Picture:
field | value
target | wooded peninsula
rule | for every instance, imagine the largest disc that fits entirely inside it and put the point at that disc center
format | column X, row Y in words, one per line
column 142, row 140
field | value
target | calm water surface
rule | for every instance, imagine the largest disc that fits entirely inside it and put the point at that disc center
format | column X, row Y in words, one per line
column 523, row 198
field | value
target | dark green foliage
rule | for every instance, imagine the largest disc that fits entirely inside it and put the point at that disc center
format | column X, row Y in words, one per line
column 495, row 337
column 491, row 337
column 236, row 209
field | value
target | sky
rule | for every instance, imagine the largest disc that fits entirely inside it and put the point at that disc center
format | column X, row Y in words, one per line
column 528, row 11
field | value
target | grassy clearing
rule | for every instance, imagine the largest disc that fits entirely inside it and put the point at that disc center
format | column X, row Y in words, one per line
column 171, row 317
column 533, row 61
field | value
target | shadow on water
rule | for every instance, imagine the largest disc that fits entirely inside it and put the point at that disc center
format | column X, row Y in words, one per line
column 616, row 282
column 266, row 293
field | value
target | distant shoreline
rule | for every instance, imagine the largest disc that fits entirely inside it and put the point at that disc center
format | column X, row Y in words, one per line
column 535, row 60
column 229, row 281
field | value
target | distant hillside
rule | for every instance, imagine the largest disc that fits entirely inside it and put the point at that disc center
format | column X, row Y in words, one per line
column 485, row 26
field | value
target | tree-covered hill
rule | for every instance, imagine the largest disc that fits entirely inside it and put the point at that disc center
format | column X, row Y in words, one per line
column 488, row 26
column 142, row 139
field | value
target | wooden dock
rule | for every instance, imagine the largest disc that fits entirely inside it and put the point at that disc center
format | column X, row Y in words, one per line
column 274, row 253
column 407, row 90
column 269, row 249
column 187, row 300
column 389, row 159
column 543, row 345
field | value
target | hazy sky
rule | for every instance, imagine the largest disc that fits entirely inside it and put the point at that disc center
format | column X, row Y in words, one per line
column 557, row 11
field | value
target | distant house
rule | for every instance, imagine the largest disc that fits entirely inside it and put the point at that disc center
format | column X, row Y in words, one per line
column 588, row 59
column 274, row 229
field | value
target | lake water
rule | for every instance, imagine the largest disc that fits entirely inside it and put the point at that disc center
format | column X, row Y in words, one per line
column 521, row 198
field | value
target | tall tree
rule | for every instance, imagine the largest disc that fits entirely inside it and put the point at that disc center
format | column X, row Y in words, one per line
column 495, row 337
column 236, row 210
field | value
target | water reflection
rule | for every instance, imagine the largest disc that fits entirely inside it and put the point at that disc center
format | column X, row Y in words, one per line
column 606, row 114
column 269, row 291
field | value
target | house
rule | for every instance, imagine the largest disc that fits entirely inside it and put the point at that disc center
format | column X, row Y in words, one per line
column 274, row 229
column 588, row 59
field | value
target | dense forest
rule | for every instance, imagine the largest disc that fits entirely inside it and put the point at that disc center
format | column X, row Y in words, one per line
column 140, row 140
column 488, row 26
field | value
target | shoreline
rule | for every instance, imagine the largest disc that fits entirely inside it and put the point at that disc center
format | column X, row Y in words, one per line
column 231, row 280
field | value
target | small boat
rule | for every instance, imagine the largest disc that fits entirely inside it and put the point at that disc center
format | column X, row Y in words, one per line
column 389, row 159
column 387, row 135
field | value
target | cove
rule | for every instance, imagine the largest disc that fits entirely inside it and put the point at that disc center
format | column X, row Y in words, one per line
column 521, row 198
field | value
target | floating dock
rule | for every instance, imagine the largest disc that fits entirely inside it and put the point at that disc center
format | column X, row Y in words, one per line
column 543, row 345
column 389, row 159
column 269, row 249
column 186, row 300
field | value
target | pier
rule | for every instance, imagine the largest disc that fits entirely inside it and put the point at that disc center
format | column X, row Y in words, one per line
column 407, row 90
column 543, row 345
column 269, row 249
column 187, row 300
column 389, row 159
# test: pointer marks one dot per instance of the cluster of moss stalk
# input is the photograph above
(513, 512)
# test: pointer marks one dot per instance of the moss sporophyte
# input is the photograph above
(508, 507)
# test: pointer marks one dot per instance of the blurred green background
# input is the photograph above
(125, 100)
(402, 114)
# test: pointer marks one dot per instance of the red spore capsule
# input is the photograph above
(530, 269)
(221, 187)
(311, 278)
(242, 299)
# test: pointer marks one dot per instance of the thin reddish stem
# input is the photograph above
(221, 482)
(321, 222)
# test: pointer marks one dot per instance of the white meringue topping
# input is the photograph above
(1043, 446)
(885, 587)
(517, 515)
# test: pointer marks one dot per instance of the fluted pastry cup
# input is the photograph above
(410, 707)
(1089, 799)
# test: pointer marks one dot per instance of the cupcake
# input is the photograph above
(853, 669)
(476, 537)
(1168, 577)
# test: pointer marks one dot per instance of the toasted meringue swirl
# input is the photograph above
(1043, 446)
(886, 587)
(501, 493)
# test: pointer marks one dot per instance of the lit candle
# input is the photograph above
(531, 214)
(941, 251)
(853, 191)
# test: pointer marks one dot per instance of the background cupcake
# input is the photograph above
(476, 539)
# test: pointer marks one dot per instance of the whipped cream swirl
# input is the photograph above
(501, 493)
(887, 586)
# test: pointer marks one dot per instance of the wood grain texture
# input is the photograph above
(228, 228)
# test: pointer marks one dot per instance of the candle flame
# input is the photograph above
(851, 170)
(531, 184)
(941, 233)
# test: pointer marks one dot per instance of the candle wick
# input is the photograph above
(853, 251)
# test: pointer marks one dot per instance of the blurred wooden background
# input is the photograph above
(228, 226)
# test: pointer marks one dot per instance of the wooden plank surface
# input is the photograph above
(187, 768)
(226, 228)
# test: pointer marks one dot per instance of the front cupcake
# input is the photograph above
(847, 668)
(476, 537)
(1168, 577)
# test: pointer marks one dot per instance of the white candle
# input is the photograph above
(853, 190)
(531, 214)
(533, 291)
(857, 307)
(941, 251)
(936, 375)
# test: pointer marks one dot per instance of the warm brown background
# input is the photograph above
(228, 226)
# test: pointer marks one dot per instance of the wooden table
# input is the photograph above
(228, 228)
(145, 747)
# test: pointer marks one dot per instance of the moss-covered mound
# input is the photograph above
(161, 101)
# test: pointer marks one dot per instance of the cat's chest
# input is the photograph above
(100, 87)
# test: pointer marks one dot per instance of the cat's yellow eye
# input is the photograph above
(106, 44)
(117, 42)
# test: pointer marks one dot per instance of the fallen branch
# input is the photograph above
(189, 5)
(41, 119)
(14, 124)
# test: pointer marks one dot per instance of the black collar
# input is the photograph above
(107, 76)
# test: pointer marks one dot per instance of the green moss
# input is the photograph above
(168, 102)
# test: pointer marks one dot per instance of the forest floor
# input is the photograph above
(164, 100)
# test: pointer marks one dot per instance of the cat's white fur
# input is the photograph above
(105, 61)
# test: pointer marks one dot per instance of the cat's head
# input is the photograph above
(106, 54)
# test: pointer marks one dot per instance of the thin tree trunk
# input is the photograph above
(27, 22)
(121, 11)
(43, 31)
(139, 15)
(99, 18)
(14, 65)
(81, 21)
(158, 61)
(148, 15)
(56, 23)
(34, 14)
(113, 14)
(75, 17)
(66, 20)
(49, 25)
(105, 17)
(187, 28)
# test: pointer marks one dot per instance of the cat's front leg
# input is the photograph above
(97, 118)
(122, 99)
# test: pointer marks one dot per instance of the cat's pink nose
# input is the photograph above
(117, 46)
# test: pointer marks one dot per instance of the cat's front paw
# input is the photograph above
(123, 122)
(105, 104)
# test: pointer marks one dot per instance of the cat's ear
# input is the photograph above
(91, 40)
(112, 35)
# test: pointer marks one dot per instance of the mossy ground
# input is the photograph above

> [What needs to be done]: Each line of the material should be echoed exactly.

> [Solution]:
Picture:
field | value
target | wooded peninsula
rule | for every instance, imagine the largest disc that fits entirely inside it and put the point at that disc center
format | column X, row Y in words, one per line
column 142, row 140
field | value
target | calm water surface
rule | for every instance, imagine the largest disc that fits entirely inside it and put the point at that disc center
format | column X, row Y in words, one per line
column 523, row 198
field | value
target | dark green foliage
rule | for every instance, imagine the largest disc that fits entirely inside it and put the point at that disc center
format | column X, row Y in words, one per line
column 495, row 337
column 491, row 337
column 236, row 209
field | value
target | sky
rule | for every instance, imagine the largest disc that fits entirely inside it and put the point at that disc center
format | column X, row Y in words, one per line
column 528, row 11
field | value
target | grassy clearing
rule | for every instance, imagine the largest disc that fits entirely inside it and put the point at that disc center
format | column X, row Y in words, one per line
column 171, row 317
column 533, row 61
field | value
target | shadow on water
rule | for every instance, imagine the largest disc that fits entirely inside it and put the point at that disc center
format | column X, row Y in words, one per line
column 616, row 282
column 266, row 293
field | value
target | distant shoreline
rule | for every instance, imagine the largest disc that fits entirely inside it and put the point at that disc center
format | column X, row Y in words, one per line
column 535, row 60
column 229, row 281
field | value
target | distant hillside
rule | for every instance, imagine the largest disc that fits entirely inside it and put the point at that disc center
format | column X, row Y in words, one per line
column 485, row 26
field | value
target | tree-covered hill
rule | for every instance, imagine the largest disc that fits entirely inside it and put the point at that disc center
format | column X, row Y in words, one per line
column 488, row 26
column 142, row 139
field | value
target | wooden dock
rule | for every instance, imagine the largest disc that fits entirely inside it and put the point at that disc center
format | column X, row Y in words, one per line
column 274, row 253
column 407, row 90
column 269, row 249
column 187, row 300
column 389, row 159
column 543, row 345
field | value
target | hazy sky
rule | for every instance, imagine the largest disc that fits entirely inside it and put the point at that disc center
format | column X, row Y in words, one per line
column 557, row 11
field | value
target | distant house
rule | for every instance, imagine the largest disc that fits entirely inside it and put the point at that disc center
format | column X, row Y in words, one per line
column 588, row 59
column 274, row 229
field | value
target | lake water
rule | for every instance, imagine the largest disc that fits entirely inside it and put the point at that disc center
format | column X, row Y in words, one per line
column 521, row 198
field | value
target | tall tree
rule | for every instance, imagine the largest disc that fits entirely inside it and put the point at that disc center
format | column X, row Y in words, one per line
column 495, row 337
column 236, row 210
field | value
target | water reflection
rule | for every instance, imagine the largest disc that fits entirely inside it and put the point at that disc center
format | column X, row Y in words, one per line
column 606, row 114
column 269, row 291
field | value
target | house
rule | for every instance, imagine the largest disc that fits entirely inside it and put the point at that disc center
format | column X, row Y in words, one per line
column 274, row 229
column 588, row 59
field | value
target | dense forest
rule | for every instance, imagine the largest disc that fits entirely inside it and put the point at that disc center
format | column X, row Y in words, one per line
column 140, row 140
column 488, row 26
field | value
target | shoreline
rule | for every instance, imagine the largest disc that fits entirely inside it and put the point at that disc center
format | column X, row Y in words, one per line
column 231, row 280
field | value
target | small boat
rule | for every instance, imagine the largest disc that fits entirely inside it and put the point at that disc center
format | column X, row Y in words, one per line
column 389, row 159
column 387, row 135
field | value
target | cove
rule | for every instance, imagine the largest disc that fits entirely inside it and put the point at that disc center
format | column X, row Y in words, one per line
column 521, row 198
field | value
target | floating dock
rule | for every instance, imagine the largest disc that fits entirely inside it and put the point at that disc center
format | column X, row Y in words, one per line
column 543, row 345
column 389, row 159
column 269, row 249
column 186, row 300
field | value
target | pier
rule | for every instance, imagine the largest disc that fits entirely inside it and put the point at that disc center
format | column X, row Y in words, one per line
column 407, row 90
column 543, row 345
column 269, row 249
column 187, row 300
column 389, row 159
# test: pointer marks one dot per instance of the cluster of moss stalk
# input is the photograph above
(513, 512)
# test: pointer marks one dot per instance of the moss sporophyte
# input is the photograph above
(508, 507)
# test: pointer marks one dot per instance of the blurred green background
# input is the photograph above
(125, 100)
(402, 114)
# test: pointer marks one dot per instance of the red spore capsule
# input is the photograph above
(530, 269)
(221, 187)
(311, 278)
(242, 299)
# test: pointer marks one dot per instance of the thin reddish stem
# input is the photograph above
(221, 482)
(321, 222)
# test: pointer marks one dot per instance of the white meringue topping
# input is the photograph above
(1043, 446)
(885, 587)
(517, 515)
# test: pointer marks one dot per instance of the fluted pastry cup
# input is the photograph above
(410, 707)
(1089, 799)
# test: pointer marks one dot per instance of the cupcake
# input is the photograph above
(853, 669)
(476, 537)
(1168, 577)
# test: pointer marks one dot per instance of the toasted meringue swirl
# input is the photograph above
(1043, 446)
(886, 587)
(501, 493)
# test: pointer marks one dot per instance of the lit candle
# input is the photograph above
(531, 214)
(941, 251)
(853, 191)
# test: pointer marks one dot per instance of the background cupcake
# input is the photograph above
(476, 539)
# test: pointer marks one dot per instance of the whipped cream swirl
# input is the photograph above
(501, 493)
(887, 586)
# test: pointer marks one dot per instance of the wood grain texture
# input is the photograph above
(228, 228)
# test: pointer marks one dot per instance of the candle flame
# input is the photograph above
(851, 170)
(531, 184)
(941, 233)
# test: pointer marks one dot per instance of the candle wick
# input is the photograph above
(853, 251)
# test: pointer marks one dot per instance of the blurred wooden background
# input is the photograph above
(228, 226)
# test: pointer marks one dot per instance of the wooden plank surface
# input is the photograph above
(187, 768)
(226, 228)
# test: pointer marks one dot per instance of the front cupcake
# input is the photograph above
(847, 668)
(476, 537)
(1168, 577)
# test: pointer marks one dot per instance of the white candle
# input is the photograph above
(853, 190)
(531, 214)
(533, 291)
(857, 307)
(941, 251)
(936, 375)
# test: pointer marks one dot per instance of the warm brown background
# input is the photograph above
(228, 226)
# test: pointer marks one dot per instance of the wooden table
# input is the photograph above
(228, 228)
(145, 747)
# test: pointer marks one dot per instance of the moss-covered mound
# input is the photograph above
(161, 101)
# test: pointer marks one dot per instance of the cat's chest
# input is the photograph above
(100, 87)
# test: pointer marks one dot per instance of the cat's yellow eye
# input is the photograph above
(106, 44)
(117, 42)
# test: pointer marks one dot per instance of the fallen branch
# input is the photograph above
(189, 5)
(41, 119)
(14, 124)
# test: pointer marks one dot per instance of the black collar
# input is the photograph above
(107, 76)
# test: pointer marks one dot per instance of the green moss
# input is the photograph above
(168, 102)
# test: pointer marks one dot per instance of the forest floor
# input is the photograph above
(164, 100)
# test: pointer marks one dot per instance of the cat's white fur
# input is the photograph above
(105, 61)
# test: pointer marks one dot per instance of the cat's head
# input is the photograph above
(106, 54)
# test: pointer marks one dot per instance of the thin tree trunk
# input is the photograph above
(27, 22)
(121, 11)
(43, 31)
(139, 15)
(99, 18)
(14, 65)
(81, 21)
(158, 61)
(148, 15)
(56, 23)
(34, 14)
(113, 14)
(75, 17)
(66, 20)
(49, 25)
(105, 17)
(187, 28)
# test: pointer marks one dot per instance of the cat's front leg
# input is the photograph above
(97, 118)
(122, 99)
# test: pointer marks one dot per instance of the cat's pink nose
# input is the photograph above
(117, 46)
# test: pointer marks one dot per instance of the cat's front paw
# input is the photograph above
(123, 122)
(105, 104)
# test: pointer marks one dot per instance of the cat's ear
# input is the photograph above
(91, 40)
(112, 35)
# test: pointer marks one dot per instance of the mossy ground
# input is the photograph above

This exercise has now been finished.